What you will do
Go through the material below and report each line that includes the word "milk". Copy every such line in full.

(Dataset items)
——————

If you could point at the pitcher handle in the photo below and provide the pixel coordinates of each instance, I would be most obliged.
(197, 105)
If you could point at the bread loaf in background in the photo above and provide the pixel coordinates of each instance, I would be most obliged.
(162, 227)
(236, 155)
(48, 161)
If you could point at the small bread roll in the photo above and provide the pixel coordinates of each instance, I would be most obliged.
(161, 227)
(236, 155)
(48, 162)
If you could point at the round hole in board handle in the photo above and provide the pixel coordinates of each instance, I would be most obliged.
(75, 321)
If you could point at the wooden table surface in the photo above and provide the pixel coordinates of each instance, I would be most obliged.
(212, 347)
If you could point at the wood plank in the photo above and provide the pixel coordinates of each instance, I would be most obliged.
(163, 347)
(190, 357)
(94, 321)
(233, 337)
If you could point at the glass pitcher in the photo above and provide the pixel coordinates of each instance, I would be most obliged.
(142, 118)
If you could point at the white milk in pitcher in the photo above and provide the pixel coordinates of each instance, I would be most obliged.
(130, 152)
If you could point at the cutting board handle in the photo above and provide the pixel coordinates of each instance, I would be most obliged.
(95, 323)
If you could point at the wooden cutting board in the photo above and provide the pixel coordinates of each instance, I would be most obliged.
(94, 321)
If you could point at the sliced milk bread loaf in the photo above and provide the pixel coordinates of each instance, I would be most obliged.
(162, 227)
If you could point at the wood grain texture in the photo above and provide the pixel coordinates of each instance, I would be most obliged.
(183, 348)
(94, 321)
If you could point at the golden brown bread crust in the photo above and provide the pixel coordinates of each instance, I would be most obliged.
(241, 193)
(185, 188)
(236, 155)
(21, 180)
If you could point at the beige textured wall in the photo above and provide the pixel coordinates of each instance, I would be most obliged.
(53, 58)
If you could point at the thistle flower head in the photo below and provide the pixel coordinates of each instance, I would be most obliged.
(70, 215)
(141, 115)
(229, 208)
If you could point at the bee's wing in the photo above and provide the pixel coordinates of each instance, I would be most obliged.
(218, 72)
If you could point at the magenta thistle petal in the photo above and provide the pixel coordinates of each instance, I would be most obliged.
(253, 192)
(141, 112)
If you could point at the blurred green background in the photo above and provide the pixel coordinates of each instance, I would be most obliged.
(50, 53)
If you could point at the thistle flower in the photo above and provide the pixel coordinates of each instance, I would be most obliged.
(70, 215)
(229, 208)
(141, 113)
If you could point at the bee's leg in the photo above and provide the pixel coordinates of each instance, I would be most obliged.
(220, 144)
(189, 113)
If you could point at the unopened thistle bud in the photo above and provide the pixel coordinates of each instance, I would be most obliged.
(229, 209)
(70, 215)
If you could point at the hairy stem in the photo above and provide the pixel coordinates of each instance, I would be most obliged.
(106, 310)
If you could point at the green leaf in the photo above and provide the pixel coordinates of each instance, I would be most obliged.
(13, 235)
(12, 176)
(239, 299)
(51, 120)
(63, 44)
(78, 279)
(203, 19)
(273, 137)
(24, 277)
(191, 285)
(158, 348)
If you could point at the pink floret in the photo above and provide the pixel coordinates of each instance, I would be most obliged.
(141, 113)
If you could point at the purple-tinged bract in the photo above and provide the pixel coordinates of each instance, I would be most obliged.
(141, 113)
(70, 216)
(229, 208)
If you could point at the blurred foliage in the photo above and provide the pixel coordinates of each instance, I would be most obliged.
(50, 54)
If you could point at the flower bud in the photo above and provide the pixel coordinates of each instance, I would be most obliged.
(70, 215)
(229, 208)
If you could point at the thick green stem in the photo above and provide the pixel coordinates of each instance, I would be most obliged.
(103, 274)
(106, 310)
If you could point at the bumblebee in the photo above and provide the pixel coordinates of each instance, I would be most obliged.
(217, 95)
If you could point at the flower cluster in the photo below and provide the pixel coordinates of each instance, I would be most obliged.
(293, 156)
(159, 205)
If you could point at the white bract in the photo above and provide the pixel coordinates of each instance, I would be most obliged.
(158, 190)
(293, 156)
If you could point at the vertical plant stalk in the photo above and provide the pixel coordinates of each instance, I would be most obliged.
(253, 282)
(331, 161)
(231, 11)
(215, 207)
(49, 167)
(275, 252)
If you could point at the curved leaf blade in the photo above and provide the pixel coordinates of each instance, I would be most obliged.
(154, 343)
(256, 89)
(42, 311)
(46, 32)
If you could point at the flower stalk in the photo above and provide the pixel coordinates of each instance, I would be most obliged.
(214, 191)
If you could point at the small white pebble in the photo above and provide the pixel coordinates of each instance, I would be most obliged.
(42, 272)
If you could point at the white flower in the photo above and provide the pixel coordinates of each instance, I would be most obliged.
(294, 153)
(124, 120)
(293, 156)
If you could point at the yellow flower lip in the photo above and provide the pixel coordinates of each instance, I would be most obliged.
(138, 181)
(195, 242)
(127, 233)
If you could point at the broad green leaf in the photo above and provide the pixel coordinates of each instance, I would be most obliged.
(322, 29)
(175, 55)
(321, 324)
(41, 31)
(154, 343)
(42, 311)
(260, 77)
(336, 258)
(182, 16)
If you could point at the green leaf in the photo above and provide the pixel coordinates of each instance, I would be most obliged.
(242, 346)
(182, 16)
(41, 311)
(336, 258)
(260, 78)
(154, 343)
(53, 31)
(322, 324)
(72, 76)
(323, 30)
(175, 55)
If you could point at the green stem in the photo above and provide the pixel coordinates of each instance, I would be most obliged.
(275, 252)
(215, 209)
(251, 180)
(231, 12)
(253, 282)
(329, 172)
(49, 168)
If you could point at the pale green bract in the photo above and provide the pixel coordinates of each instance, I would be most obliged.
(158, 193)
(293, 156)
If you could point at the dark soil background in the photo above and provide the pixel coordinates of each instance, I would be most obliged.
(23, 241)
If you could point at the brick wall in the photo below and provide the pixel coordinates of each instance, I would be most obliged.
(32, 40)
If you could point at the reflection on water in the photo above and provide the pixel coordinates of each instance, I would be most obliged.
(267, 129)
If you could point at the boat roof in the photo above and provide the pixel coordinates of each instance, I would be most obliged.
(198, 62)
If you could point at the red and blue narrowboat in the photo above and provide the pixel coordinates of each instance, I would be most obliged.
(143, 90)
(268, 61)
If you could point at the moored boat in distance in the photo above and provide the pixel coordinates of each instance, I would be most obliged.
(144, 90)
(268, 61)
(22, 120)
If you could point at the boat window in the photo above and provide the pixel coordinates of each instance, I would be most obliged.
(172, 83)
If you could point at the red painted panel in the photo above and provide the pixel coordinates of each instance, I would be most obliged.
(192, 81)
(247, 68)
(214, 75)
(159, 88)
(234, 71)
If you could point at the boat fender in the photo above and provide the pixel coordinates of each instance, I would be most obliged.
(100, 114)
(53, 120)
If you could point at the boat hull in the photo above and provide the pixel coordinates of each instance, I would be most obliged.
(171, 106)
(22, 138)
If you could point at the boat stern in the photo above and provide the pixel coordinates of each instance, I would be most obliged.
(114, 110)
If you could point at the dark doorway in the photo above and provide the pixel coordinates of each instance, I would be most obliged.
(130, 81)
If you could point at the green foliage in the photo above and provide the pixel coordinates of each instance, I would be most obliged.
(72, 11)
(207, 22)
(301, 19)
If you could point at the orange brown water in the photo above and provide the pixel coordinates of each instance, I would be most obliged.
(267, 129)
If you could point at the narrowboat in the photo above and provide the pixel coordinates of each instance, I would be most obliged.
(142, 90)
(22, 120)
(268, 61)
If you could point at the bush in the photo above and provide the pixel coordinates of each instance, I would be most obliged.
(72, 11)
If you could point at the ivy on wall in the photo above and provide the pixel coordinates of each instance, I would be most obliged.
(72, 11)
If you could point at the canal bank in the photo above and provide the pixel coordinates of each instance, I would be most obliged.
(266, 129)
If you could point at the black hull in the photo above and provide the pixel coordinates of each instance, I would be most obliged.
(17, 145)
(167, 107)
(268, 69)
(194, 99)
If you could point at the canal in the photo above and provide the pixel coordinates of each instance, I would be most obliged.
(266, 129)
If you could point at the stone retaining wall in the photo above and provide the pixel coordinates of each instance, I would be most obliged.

——————

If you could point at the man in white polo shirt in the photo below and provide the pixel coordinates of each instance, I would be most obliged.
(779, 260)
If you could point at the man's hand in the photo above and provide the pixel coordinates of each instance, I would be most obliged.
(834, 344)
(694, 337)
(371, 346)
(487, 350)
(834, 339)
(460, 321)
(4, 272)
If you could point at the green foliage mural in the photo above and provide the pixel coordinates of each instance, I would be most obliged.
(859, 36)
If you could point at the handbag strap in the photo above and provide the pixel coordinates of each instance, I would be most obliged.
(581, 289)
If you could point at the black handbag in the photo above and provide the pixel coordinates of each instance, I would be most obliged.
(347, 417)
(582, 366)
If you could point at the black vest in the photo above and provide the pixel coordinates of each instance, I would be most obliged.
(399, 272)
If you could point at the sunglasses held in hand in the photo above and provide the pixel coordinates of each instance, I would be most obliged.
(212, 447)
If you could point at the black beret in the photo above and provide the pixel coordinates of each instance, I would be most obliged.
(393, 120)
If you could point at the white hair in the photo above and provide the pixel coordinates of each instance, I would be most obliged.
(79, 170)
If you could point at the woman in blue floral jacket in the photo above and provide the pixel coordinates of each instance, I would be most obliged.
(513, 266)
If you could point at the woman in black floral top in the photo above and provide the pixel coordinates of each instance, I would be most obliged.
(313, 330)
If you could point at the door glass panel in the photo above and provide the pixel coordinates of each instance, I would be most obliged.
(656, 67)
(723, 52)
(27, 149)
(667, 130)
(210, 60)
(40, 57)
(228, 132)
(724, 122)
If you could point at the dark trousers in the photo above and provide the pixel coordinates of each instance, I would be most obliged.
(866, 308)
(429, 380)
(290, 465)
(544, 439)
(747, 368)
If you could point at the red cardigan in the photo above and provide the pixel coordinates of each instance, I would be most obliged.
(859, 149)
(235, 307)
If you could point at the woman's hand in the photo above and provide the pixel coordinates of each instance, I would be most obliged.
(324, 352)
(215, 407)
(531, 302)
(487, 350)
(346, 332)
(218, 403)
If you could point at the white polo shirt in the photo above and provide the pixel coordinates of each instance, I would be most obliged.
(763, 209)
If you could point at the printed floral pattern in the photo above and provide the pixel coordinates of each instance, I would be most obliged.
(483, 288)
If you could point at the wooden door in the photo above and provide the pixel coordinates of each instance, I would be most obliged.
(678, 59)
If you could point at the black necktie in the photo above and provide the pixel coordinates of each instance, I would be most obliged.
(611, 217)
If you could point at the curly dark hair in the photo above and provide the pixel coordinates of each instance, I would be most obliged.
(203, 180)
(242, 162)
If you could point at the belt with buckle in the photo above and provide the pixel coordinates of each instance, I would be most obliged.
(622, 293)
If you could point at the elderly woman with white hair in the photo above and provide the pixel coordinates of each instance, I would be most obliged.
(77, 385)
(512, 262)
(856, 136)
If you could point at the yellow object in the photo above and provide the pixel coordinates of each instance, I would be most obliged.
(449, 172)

——————

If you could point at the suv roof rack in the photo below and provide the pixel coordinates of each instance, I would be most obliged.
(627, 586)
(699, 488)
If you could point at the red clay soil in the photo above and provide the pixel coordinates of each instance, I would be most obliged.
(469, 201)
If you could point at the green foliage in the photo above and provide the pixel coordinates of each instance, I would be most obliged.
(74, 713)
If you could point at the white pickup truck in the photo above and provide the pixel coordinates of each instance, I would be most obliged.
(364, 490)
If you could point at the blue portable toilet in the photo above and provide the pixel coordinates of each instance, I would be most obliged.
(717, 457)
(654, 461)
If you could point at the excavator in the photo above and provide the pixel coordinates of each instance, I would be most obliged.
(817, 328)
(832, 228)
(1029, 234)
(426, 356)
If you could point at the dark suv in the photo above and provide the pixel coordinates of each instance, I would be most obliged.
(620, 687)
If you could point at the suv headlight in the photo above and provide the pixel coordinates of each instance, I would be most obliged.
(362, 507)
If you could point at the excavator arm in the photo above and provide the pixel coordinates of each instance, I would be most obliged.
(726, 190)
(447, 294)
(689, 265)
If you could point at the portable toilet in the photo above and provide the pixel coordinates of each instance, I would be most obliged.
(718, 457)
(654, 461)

——————

The solution
If you could point at the white milk in pitcher in the photo above and provide the pixel coordinates of each instance, I would be most obliged.
If you could point at the sliced milk bread loaf in the photo above and provide the pixel coordinates of each instance, I would be most obliged.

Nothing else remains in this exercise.